§ GIVEN PROBLEM
Return the complete listing that follows, with each line reproduced exactly.

§ EXCERPTED RECORDS
=-=-=-=-=

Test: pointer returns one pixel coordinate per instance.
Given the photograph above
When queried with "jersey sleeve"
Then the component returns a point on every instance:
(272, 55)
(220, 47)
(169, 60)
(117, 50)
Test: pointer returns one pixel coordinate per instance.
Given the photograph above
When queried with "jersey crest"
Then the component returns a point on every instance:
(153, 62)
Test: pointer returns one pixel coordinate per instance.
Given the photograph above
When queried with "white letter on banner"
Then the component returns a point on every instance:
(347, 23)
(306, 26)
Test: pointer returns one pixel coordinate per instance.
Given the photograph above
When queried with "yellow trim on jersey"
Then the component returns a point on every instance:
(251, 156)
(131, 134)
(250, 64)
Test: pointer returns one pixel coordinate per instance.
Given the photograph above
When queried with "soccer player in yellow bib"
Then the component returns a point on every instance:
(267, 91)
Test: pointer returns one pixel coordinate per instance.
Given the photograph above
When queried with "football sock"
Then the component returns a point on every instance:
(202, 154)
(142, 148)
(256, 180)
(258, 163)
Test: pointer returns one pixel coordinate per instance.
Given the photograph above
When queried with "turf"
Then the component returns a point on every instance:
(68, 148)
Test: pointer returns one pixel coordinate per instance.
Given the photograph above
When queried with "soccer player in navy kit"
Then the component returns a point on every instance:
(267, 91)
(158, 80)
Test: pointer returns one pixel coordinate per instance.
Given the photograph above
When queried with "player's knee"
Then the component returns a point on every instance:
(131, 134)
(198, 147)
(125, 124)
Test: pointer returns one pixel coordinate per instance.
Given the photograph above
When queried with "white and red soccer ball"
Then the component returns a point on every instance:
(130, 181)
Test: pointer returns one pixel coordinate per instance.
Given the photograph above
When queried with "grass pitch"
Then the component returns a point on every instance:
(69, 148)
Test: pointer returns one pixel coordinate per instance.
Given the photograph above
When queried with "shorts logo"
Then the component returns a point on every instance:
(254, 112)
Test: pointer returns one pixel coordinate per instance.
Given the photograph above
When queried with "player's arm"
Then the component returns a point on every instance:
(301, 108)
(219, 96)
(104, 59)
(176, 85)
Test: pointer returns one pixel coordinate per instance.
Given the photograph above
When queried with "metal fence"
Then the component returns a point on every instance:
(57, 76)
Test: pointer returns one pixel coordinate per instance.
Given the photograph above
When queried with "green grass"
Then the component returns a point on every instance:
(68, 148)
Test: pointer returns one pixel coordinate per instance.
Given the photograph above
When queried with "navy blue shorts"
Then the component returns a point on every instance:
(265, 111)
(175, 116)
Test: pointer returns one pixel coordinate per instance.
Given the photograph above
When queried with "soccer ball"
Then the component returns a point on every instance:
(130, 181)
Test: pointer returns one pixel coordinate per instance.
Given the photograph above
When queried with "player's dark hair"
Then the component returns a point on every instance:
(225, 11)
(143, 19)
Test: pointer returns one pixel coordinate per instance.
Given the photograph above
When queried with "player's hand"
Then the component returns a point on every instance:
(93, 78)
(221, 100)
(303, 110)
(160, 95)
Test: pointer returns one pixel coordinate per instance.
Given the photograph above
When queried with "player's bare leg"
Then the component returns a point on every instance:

=-=-=-=-=

§ RESPONSE FOR THIS EXERCISE
Test: pointer returns one pixel coordinate per instance.
Given the photograph above
When queried with "jersey sleeve"
Then the component returns a point on every instance:
(272, 55)
(220, 47)
(169, 60)
(117, 50)
Test: pointer returns one pixel coordinate per instance.
Given the photograph above
When queried with "jersey crest"
Then the component returns a point on every instance:
(153, 62)
Test: pointer returns one pixel coordinate per instance.
Given the photograph above
When queried with "white letter on banner"
Then the component returns a point on every instance:
(347, 23)
(306, 26)
Test: pointer returns one pixel coordinate per instance.
Given the photograph above
When queried with "yellow trim on jersey"
Then the component returns a point on every instance:
(251, 156)
(131, 134)
(250, 64)
Test: pointer returns one pixel coordinate per instance.
Given the photograph above
When queried with "soccer player in yellow bib"
Then the component returns a point on every instance:
(267, 91)
Test: pointer returns one pixel coordinate per instance.
Given the photograph above
When queried with "football sock"
Then the component returns a point on every instance:
(202, 154)
(142, 148)
(256, 180)
(258, 163)
Test: pointer returns one pixel coordinate per instance.
Given the photograph above
When queried with "turf"
Then the component returns a point on every instance:
(68, 148)
Test: pointer returns one pixel coordinate per instance.
Given the photograph above
When queried with "soccer player in navy kit"
Then the component returns a point on every instance:
(267, 91)
(158, 80)
Test: pointer returns one pixel coordinate per instance.
Given the photograph above
When queried with "player's knee"
Then the component returns a point on every instance:
(131, 134)
(198, 147)
(125, 124)
Test: pointer returns one pixel coordinate per instance.
Given the photograph above
When queried with "white and red soccer ball"
Then the component returns a point on every instance:
(130, 181)
Test: pointer returns one pixel coordinate per instance.
Given the photograph above
When queried with "grass pitch"
Then the component returns a point on every instance:
(69, 148)
Test: pointer returns one pixel coordinate per instance.
Given the photograph above
When queried with "shorts logo"
Then the component returns a point on every instance:
(254, 112)
Test: pointer returns one pixel coordinate per instance.
Given the photograph above
When queried with "player's arm"
Then the component returns a point on every instance:
(301, 108)
(219, 96)
(104, 59)
(176, 85)
Test: pointer returns one pixel coordinate per instance.
Given the photograph above
When queried with "metal fence"
Then the component returns a point on every instance:
(57, 76)
Test: pointer returns one pixel coordinate per instance.
Given the photograph above
When queried with "green grass"
Then the component returns a point on every instance:
(68, 148)
Test: pointer returns one pixel coordinate per instance.
Given the photograph above
When queried with "navy blue shorts"
Then the component returns a point on every instance:
(265, 111)
(175, 116)
Test: pointer returns one pixel coordinate per instance.
Given the photograph above
When queried with "soccer ball"
Then the component returns a point on every instance:
(130, 181)
Test: pointer returns one pixel coordinate per instance.
Given the photograph above
When queried with "player's dark hair"
Then the component returns a point on every instance:
(225, 11)
(143, 19)
Test: pointer returns one pixel coordinate per instance.
Given the photograph above
When queried with "player's hand"
Then the component returns a point on every instance:
(93, 78)
(221, 100)
(303, 110)
(160, 95)
Test: pointer returns one pixel coordinate per instance.
Given the photograph above
When queried with "player's bare leg"
Then the component returns a point on every instance:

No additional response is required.